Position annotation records
· · · ·
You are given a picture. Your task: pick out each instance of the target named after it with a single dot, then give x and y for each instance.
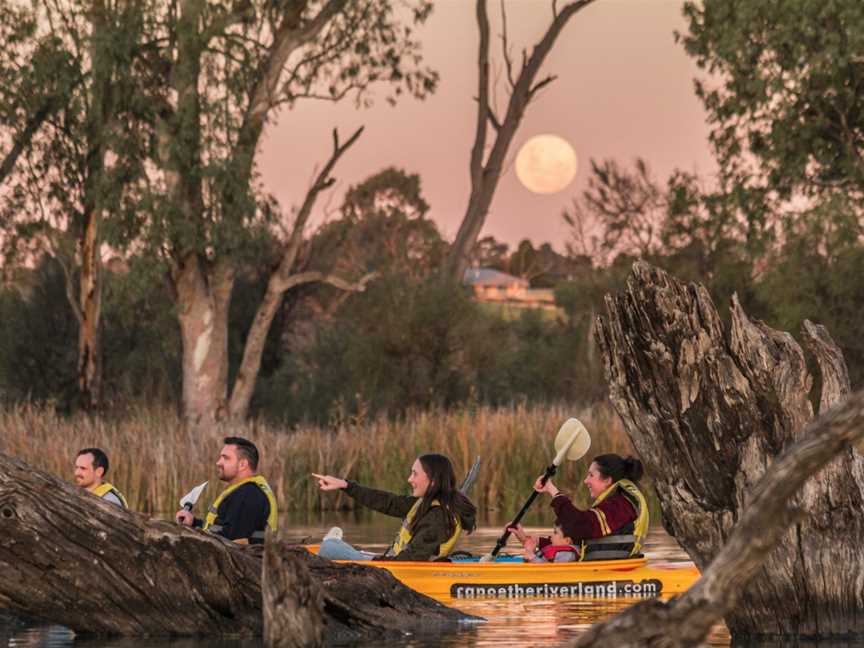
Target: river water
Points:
(523, 623)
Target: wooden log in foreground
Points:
(709, 413)
(70, 558)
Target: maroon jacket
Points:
(585, 525)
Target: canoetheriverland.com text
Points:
(605, 590)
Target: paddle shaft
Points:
(550, 470)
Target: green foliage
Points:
· · · ·
→ **EXERCISE DIRECTIONS**:
Rewrite all of the material above, swapping every "Points" for "Coordinates" and keeping everything else the same. Leave the pictures out.

→ **ANSWER FOR THE TASK**:
You are given a picture. Your task: pick out each instance of the target named after it with a single dot, then give x and y for each instance.
Target: river water
Coordinates:
(523, 623)
Target: wooden log in foreground
Coordinates:
(709, 413)
(70, 558)
Target: maroon jacket
Coordinates:
(585, 525)
Target: canoetheriverland.com text
Coordinates:
(605, 590)
Target: paddle shaft
Coordinates:
(550, 470)
Target: green foliage
Coordinates:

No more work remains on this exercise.